-------- INPUT --------

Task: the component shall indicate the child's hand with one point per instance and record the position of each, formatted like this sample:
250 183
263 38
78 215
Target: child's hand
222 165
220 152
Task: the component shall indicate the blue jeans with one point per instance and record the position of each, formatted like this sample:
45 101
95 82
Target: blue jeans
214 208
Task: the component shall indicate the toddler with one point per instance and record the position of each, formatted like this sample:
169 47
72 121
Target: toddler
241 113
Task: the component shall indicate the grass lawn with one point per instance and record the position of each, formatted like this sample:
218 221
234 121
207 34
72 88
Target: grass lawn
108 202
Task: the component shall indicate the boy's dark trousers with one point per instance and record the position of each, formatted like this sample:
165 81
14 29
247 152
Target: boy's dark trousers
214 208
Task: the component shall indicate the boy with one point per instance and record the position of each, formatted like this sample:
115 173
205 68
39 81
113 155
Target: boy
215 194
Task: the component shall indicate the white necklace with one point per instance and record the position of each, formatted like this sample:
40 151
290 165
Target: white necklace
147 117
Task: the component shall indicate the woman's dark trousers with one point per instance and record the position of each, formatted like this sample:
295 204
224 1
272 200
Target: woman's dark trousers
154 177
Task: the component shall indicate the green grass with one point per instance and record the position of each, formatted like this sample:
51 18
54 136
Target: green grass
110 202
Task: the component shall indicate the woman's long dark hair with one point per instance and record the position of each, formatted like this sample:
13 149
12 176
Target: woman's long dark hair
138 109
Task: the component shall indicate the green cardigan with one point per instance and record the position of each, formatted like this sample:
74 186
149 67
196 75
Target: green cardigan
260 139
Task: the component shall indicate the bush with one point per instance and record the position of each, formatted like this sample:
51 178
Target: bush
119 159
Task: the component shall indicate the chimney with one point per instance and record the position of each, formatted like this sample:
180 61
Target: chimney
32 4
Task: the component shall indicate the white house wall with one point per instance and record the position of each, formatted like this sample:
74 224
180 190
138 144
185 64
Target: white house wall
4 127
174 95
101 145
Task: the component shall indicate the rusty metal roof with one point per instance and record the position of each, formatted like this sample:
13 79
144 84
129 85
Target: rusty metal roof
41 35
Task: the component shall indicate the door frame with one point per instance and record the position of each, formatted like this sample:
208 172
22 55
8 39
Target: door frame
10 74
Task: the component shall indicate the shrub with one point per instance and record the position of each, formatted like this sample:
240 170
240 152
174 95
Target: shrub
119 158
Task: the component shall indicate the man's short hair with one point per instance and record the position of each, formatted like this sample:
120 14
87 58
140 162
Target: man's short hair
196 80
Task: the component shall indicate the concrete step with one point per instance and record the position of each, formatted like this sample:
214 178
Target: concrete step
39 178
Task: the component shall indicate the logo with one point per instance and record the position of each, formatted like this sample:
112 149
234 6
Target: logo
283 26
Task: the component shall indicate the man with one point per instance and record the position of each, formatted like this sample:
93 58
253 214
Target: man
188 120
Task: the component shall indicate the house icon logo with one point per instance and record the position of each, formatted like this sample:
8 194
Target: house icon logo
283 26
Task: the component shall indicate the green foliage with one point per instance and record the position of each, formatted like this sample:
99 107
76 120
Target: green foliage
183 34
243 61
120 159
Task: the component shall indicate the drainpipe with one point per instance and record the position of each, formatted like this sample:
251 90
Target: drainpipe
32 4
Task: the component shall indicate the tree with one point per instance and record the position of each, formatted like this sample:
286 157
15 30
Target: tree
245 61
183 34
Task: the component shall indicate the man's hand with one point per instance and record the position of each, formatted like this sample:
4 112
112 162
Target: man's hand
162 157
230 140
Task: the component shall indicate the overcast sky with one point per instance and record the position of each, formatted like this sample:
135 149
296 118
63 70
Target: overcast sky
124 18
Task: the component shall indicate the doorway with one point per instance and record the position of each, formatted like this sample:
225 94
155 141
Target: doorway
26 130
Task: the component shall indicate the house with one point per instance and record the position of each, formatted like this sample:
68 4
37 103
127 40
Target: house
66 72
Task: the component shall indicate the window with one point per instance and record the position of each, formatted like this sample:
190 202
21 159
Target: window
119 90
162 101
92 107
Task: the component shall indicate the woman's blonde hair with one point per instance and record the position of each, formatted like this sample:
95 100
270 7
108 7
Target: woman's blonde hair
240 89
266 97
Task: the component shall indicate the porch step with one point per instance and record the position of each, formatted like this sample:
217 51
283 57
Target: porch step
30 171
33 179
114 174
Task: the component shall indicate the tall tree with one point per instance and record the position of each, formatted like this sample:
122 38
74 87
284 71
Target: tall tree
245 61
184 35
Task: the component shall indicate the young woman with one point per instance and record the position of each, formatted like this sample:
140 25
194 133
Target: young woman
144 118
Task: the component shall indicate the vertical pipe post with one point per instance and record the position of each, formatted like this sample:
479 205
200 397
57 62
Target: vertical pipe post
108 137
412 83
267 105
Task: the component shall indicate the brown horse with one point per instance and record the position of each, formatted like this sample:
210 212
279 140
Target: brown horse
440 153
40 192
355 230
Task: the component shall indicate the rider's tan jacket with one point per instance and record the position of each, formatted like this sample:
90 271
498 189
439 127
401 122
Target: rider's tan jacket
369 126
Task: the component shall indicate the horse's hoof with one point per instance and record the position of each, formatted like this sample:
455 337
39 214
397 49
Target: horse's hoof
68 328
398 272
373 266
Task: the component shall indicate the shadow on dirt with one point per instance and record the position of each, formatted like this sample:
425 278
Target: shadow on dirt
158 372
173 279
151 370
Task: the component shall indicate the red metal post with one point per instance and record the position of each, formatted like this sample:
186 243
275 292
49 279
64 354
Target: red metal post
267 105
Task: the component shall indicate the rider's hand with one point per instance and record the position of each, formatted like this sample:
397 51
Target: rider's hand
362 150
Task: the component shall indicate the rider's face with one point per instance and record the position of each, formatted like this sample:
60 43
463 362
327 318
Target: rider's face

--------
-------- INPUT --------

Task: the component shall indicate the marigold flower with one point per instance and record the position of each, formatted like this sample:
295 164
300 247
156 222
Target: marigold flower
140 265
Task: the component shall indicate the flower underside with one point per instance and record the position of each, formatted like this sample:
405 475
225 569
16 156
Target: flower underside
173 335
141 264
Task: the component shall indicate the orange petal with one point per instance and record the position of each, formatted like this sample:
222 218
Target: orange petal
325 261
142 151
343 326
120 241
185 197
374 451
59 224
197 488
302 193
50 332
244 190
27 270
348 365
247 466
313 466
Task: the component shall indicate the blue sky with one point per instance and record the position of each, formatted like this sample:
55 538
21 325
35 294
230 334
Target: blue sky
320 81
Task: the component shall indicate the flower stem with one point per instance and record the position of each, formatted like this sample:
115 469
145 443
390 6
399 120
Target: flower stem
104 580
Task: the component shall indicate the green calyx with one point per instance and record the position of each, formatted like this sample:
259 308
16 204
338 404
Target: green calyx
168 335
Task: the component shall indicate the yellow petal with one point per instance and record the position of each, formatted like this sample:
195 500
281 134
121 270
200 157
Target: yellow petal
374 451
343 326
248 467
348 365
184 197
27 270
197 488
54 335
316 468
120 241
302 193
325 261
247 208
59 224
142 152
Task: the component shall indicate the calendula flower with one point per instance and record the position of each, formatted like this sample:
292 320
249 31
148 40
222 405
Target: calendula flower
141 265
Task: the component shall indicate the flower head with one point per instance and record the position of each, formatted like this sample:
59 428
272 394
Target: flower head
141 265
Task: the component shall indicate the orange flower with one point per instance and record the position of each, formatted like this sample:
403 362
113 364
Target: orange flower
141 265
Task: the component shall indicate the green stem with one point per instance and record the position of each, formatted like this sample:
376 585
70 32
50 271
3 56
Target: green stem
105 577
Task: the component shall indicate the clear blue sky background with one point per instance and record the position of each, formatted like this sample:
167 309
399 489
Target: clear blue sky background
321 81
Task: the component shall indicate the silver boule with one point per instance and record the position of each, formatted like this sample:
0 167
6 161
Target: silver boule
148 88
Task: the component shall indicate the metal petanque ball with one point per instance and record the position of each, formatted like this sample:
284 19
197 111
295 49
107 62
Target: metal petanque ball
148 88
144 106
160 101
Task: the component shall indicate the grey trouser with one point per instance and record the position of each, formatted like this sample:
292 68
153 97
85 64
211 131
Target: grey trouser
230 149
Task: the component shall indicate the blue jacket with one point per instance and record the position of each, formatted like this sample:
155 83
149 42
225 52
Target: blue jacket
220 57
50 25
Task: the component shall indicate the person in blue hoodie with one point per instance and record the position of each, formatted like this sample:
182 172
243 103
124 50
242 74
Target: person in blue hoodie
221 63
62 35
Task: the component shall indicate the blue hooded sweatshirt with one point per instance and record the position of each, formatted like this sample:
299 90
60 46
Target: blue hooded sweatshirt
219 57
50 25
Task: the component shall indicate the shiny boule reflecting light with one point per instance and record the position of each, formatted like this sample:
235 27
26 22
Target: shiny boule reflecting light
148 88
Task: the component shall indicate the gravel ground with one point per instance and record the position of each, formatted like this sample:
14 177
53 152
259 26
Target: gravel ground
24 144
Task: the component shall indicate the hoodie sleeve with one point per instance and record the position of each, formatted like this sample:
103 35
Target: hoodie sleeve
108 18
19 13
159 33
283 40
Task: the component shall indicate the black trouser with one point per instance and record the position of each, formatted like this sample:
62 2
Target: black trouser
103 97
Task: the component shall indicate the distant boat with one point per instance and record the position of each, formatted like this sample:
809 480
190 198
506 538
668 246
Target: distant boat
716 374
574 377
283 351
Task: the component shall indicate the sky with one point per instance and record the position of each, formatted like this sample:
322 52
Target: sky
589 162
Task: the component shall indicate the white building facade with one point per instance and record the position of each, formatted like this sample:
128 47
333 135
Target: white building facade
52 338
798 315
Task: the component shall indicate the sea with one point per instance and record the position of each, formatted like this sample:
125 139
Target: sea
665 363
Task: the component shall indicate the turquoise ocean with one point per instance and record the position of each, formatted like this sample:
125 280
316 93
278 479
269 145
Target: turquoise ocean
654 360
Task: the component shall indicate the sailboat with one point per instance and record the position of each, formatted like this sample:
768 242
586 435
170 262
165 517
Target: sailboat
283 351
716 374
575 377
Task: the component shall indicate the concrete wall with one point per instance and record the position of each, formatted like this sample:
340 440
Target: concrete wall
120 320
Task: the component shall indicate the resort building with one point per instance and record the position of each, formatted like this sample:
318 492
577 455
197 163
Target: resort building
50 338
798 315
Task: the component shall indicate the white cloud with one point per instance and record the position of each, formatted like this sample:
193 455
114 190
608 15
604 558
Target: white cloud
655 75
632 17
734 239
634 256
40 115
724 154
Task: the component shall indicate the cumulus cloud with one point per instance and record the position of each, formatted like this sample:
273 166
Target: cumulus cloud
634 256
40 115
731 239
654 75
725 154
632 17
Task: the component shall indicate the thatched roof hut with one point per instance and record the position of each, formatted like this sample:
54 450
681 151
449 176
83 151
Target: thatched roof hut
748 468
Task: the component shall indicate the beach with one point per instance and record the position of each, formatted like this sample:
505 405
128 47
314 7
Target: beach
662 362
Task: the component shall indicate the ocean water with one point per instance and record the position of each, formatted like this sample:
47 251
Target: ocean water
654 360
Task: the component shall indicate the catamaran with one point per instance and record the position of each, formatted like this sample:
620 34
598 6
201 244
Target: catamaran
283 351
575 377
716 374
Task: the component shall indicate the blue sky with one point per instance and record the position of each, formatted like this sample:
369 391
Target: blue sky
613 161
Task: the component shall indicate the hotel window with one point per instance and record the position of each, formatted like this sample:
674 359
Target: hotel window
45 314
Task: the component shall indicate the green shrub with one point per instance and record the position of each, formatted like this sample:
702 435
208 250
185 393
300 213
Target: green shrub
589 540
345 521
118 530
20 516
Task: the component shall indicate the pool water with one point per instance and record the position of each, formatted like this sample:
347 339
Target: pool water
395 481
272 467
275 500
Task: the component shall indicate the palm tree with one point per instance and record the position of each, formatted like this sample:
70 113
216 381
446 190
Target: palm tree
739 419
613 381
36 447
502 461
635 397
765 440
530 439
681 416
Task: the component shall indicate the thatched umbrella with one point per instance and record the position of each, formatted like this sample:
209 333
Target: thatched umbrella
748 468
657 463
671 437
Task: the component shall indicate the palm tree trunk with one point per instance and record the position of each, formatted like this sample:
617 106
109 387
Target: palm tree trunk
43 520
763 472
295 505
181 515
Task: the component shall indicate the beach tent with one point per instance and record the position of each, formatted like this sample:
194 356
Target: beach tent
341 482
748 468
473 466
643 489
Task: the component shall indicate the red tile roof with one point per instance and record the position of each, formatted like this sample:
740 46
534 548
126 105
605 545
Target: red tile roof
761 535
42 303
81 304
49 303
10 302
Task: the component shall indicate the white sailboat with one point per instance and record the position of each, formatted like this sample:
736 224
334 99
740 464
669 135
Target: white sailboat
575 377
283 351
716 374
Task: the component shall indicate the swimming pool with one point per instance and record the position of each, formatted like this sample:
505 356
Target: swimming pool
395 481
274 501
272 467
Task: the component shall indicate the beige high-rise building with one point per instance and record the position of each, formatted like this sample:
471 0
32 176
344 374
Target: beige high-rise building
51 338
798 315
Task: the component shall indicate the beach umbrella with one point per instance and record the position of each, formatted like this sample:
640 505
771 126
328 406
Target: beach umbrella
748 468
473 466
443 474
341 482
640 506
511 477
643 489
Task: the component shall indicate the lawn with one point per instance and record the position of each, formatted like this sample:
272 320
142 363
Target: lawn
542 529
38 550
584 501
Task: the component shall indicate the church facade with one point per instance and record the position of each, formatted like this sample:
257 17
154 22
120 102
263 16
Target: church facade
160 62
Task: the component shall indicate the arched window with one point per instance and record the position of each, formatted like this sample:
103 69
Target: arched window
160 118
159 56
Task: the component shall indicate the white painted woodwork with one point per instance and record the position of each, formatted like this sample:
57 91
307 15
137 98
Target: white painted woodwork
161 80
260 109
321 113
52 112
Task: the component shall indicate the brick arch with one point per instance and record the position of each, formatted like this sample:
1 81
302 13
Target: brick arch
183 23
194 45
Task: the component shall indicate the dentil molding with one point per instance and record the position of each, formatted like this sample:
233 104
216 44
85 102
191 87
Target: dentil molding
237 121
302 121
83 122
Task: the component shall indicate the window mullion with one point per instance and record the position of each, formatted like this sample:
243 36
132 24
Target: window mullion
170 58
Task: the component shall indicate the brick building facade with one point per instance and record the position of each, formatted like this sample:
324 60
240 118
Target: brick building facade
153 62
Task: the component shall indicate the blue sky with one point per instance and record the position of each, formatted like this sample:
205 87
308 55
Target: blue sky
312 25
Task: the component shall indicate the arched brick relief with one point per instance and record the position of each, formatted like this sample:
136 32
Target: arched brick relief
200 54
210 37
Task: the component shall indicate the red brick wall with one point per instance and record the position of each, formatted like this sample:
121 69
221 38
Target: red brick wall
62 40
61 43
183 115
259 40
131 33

--------

## TO BE DONE
Pull out every line of the records that contains the word "distant", treating uppercase and lowercase as different.

## RESULT
Task: the component shall indicate the distant boat with one point per instance and record the position of each, formatted like this sample:
Target: distant boat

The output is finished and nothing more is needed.